### Written tasks
1 > List every line in the entries that contains the word "figure".
2 > Pick up the rbig_jax package overview after its last line and keep writing it.

### Reading passage
★ ★ ★ ★ ★

Home Page: https://ipl-uv.github.io/rbig_jax/

License: MIT License

Makefile 0.01% Python 0.45% Jupyter Notebook 99.55%
gaussianization density-estimation rbig information-theory jax sampling generative-model

rbig_jax's Introduction

Iterative and Parametric Gaussianization with Jax

This package implements the Rotation-Based Iterative Gaussianization (RBIG) algorithm using Jax. It is a normalizing flow algorithm that can transform any multi-dimensional distribution into a Gaussian distribution using a sequence of simple marginal Gaussianization transforms (e.g. histogram) and rotations (e.g. PCA). It is invertible which means you can calculate probabilities as well as sample from your distribution. Seen the example below for details.


Density Estimation Demo

Demo Colab Notebooks

  • Iterative Gaussianization - Open In Collab
  • Parametric Gaussianization - Open In Collab
Demo
Original Data Gaussian Transform Inverse Transform
Samples Drawn Probabilities

Why Jax?

★ ★ ★ ★ ★

### Source records
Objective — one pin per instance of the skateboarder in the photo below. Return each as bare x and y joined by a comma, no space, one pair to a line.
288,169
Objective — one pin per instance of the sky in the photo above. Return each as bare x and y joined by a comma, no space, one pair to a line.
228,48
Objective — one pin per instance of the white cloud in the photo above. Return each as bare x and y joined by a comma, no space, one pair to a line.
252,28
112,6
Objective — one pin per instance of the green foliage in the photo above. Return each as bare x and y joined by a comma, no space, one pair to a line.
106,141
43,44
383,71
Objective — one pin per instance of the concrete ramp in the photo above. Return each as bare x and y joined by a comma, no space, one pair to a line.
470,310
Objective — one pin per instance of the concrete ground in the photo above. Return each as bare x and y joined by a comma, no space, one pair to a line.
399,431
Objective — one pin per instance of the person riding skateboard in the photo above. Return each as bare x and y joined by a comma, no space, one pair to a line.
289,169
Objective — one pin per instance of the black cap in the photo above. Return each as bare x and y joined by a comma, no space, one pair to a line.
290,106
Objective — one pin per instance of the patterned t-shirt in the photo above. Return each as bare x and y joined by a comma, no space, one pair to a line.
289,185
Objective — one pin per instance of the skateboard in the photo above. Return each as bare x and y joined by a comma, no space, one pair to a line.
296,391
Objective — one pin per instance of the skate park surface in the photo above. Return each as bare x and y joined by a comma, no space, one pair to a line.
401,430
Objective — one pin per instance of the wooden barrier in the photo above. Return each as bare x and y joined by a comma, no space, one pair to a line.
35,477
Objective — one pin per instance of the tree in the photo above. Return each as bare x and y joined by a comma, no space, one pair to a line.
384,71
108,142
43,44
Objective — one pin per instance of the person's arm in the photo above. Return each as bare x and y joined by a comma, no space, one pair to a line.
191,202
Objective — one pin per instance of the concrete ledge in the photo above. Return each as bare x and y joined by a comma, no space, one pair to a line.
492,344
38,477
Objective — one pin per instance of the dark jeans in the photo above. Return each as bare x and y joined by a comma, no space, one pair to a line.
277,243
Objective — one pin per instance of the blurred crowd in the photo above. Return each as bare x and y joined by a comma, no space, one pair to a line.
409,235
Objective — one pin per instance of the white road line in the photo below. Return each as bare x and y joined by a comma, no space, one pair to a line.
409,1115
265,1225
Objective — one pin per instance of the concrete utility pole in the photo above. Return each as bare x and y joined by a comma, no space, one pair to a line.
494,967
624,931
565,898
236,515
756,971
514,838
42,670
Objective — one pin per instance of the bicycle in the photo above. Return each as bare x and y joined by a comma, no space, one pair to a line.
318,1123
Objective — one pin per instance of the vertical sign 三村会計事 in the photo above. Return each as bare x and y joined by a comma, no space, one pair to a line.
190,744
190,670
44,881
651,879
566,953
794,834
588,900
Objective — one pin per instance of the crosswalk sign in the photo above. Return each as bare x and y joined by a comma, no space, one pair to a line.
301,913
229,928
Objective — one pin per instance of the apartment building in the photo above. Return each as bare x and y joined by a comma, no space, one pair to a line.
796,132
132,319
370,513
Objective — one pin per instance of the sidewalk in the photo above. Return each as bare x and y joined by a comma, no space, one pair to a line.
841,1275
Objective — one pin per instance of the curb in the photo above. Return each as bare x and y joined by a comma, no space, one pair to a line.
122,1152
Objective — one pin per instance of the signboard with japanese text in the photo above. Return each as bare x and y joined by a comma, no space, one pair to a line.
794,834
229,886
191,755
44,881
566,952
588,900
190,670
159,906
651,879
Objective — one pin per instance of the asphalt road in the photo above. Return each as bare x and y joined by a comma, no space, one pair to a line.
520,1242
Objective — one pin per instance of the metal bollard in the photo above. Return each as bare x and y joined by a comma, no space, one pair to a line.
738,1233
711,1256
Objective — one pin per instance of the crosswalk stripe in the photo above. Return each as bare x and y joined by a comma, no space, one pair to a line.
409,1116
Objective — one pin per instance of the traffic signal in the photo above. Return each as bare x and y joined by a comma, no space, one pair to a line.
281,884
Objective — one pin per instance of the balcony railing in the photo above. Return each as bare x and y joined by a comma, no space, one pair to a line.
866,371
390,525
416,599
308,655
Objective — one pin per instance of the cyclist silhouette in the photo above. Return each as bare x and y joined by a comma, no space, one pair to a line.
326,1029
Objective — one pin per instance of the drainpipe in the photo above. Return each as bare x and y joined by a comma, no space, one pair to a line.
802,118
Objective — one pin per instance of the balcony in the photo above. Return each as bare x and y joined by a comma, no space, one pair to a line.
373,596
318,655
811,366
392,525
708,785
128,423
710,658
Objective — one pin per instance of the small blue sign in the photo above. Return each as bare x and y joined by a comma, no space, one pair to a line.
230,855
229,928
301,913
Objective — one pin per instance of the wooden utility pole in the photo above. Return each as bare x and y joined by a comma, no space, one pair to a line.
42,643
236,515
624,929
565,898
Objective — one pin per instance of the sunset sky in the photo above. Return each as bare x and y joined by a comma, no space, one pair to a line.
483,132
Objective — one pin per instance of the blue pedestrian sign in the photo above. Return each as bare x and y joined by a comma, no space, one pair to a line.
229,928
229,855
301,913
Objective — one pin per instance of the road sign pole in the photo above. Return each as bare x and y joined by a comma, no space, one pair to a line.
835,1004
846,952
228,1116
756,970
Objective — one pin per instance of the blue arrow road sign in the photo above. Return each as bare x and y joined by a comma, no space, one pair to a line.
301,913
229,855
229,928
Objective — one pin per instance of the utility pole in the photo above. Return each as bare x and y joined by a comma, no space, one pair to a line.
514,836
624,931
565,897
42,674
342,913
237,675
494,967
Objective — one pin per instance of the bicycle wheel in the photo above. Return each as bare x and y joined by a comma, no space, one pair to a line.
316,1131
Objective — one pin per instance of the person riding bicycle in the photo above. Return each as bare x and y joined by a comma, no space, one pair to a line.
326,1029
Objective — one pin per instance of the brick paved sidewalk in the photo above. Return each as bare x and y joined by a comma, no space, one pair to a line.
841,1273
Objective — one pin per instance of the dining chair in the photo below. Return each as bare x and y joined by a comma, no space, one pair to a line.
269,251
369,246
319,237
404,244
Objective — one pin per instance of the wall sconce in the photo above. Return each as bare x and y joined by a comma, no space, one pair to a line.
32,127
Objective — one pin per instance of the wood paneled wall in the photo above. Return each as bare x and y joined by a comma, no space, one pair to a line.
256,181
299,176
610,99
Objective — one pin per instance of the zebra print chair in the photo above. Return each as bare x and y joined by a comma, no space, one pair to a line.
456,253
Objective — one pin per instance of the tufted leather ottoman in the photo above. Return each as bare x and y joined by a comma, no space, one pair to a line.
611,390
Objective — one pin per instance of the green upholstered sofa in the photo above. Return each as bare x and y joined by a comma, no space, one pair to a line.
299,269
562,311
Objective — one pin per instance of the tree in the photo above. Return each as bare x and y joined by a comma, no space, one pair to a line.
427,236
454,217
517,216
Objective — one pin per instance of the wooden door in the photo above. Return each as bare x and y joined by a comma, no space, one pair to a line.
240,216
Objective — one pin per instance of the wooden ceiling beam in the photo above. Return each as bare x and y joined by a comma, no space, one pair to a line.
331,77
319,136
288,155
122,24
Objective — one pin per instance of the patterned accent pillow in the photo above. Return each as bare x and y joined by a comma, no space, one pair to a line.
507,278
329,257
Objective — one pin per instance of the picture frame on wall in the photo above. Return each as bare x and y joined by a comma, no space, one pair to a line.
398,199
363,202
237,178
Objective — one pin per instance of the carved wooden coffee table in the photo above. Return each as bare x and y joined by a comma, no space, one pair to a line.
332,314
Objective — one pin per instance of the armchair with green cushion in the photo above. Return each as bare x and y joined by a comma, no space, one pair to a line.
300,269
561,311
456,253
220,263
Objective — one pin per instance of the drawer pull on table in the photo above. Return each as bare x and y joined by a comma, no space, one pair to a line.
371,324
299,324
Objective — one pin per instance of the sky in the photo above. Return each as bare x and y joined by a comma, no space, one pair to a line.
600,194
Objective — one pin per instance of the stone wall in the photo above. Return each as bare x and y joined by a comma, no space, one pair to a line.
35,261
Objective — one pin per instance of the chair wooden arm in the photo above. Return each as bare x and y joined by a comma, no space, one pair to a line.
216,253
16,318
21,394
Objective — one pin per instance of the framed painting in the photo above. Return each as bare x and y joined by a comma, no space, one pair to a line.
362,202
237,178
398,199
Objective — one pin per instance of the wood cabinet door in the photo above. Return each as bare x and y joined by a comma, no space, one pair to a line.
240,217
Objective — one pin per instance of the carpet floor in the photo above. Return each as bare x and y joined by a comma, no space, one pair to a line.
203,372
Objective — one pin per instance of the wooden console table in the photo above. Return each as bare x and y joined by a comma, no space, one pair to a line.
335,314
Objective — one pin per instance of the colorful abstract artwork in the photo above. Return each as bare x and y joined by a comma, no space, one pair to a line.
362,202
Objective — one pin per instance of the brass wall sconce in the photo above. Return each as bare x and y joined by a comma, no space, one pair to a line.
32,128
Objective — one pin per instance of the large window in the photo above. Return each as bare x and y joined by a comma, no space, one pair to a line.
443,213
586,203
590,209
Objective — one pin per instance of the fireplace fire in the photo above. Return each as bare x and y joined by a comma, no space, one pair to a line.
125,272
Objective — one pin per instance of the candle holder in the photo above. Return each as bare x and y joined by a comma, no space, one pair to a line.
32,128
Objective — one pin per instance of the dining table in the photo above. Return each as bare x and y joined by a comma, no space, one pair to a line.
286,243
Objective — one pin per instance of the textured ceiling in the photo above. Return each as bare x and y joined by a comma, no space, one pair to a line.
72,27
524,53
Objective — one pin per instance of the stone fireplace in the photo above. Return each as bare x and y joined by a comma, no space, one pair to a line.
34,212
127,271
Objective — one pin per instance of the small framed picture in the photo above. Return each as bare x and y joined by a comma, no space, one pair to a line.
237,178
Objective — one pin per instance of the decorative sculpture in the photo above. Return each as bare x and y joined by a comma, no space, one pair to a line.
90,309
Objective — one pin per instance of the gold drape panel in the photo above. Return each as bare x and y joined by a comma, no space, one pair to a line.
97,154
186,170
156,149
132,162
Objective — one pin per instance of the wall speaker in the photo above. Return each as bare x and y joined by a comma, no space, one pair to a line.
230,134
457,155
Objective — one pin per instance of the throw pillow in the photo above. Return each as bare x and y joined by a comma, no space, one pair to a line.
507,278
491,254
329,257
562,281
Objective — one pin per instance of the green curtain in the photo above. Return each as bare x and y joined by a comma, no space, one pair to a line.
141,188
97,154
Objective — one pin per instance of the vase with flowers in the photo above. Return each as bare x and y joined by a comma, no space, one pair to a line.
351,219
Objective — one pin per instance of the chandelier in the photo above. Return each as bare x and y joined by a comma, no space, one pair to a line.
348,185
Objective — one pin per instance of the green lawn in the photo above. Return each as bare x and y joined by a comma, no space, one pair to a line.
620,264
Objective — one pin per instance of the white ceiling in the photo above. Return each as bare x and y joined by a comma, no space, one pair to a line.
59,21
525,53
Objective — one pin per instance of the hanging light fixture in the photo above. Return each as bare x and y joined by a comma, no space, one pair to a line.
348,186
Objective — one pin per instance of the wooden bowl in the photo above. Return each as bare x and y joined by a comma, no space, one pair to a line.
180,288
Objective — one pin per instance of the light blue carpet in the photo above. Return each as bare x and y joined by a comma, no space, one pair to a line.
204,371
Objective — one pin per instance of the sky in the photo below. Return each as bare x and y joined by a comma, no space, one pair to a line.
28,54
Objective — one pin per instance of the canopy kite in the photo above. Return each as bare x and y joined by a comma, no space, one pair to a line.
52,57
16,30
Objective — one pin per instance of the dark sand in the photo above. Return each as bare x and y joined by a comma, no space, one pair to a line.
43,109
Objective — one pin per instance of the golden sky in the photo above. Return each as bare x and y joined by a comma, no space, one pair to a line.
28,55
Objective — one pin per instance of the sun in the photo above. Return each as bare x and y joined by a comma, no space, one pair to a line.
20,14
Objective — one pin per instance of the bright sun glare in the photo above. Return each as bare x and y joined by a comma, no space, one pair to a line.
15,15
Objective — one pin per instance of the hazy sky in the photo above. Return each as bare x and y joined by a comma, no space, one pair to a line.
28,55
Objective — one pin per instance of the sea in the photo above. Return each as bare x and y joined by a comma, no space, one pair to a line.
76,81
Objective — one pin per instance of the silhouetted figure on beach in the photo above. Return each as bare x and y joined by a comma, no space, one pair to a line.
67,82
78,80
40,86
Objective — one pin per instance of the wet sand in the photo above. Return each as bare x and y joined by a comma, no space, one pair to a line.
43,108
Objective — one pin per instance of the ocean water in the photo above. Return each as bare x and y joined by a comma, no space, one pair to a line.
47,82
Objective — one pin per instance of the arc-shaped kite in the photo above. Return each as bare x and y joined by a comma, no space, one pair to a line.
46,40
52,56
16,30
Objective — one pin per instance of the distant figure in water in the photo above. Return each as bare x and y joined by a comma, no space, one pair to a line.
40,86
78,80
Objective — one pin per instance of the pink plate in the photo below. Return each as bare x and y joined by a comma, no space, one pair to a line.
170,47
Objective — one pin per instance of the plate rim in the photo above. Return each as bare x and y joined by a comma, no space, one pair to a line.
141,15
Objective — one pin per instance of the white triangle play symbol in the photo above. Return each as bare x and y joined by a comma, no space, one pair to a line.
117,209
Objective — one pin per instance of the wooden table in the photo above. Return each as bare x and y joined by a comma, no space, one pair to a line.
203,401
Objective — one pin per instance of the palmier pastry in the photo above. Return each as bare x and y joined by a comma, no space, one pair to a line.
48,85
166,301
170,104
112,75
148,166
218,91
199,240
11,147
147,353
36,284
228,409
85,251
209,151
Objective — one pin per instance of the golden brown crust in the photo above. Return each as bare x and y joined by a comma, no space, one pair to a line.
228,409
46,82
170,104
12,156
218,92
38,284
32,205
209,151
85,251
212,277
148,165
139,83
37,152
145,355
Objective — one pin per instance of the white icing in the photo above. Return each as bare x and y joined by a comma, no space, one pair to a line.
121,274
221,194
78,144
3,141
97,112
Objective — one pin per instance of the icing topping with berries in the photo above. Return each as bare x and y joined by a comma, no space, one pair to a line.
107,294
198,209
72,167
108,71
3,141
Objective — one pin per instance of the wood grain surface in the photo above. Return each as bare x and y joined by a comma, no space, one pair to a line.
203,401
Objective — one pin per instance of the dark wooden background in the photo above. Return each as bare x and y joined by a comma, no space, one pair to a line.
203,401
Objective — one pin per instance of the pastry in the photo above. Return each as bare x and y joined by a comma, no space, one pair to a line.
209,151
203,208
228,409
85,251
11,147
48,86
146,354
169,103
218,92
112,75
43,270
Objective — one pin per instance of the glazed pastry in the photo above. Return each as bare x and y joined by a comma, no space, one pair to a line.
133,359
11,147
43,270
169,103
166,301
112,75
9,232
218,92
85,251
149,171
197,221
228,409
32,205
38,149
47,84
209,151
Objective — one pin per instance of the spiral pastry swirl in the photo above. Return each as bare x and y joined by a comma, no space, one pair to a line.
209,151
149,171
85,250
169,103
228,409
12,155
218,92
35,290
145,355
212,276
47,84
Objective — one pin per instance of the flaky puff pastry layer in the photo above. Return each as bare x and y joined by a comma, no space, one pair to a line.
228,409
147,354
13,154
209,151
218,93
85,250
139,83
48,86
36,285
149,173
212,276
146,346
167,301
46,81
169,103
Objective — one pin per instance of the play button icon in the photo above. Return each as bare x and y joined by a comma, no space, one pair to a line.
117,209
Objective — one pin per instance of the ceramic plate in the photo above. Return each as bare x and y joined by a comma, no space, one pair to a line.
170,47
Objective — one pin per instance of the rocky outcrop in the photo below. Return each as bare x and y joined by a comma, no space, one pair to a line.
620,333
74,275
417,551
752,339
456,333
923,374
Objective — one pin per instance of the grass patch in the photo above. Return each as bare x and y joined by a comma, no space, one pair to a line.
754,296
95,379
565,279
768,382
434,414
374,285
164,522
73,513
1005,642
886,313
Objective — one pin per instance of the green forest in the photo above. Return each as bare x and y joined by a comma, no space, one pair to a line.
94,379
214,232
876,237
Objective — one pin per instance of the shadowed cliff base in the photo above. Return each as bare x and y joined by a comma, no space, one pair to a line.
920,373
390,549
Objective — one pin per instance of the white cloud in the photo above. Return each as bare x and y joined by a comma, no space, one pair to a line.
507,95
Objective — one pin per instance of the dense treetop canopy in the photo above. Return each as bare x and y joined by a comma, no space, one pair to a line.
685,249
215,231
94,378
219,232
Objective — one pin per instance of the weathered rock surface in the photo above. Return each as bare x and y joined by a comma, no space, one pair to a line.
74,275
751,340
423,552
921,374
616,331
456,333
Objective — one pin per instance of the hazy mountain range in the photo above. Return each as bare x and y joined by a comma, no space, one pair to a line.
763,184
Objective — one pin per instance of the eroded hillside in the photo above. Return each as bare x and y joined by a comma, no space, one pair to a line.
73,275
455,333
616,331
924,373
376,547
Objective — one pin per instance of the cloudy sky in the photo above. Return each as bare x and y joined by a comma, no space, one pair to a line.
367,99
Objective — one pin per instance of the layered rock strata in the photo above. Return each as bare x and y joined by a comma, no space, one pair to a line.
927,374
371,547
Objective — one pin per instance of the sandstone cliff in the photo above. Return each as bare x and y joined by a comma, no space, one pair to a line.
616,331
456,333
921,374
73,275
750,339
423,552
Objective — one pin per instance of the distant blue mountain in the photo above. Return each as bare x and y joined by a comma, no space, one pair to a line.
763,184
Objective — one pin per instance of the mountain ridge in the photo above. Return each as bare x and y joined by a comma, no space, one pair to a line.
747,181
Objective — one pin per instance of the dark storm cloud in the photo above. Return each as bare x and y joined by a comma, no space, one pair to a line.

★ ★ ★ ★ ★

### Answers below
1 >
Objective — one pin per instance of the silhouetted figure on beach in the photo above. Return each as bare x and y joined by a comma, no space, one pair to a line.
Objective — one pin per instance of the distant figure in water in the photo above. Return each as bare x and y joined by a comma, no space, one pair to a line.

2 >
Mainly because I wanted to practice. It's an iterative scheme so perhaps Jax isn't the best for this. But I would like to improve my functional programming skills. In addition, Jax is much faster because of the jit compilation and autobatching. So it handles some difficult aspects of programming a lot easier. Also, the same code can be used for CPU, GPU and TPU with only minor changes. Overall, I didn't see any downside to having some free speed-ups.


Installation Instructions

This repo uses the most updated jax library on github so this is absolutely essential, e.g. it uses the latest np.interp function which isn't on the pip distribution yet. The environment.yml file will have the most updated distribution.

  1. Clone the repository.
git clone https://github.com/IPL-UV/rbig_jax
  1. Install using conda.
conda env create -f environment.yml
  1. If you already have the environment installed, you can update it.
conda activate jaxrbig
conda env update --file environment.yml

Resources

  • Python Code - github
  • RBIG applied to Earth Observation Data - github
  • Original Webpage - ISP
  • Original MATLAB Code - webpage
  • Original Python Code - github
  • Paper - Iterative Gaussianization: from ICA to Random Rotations

Acknowledgements

This work was supported by the European Research Council (ERC) Synergy Grant “Understanding and Modelling the Earth System with Machine Learning (USMILE)” under Grant Agreement No 855187.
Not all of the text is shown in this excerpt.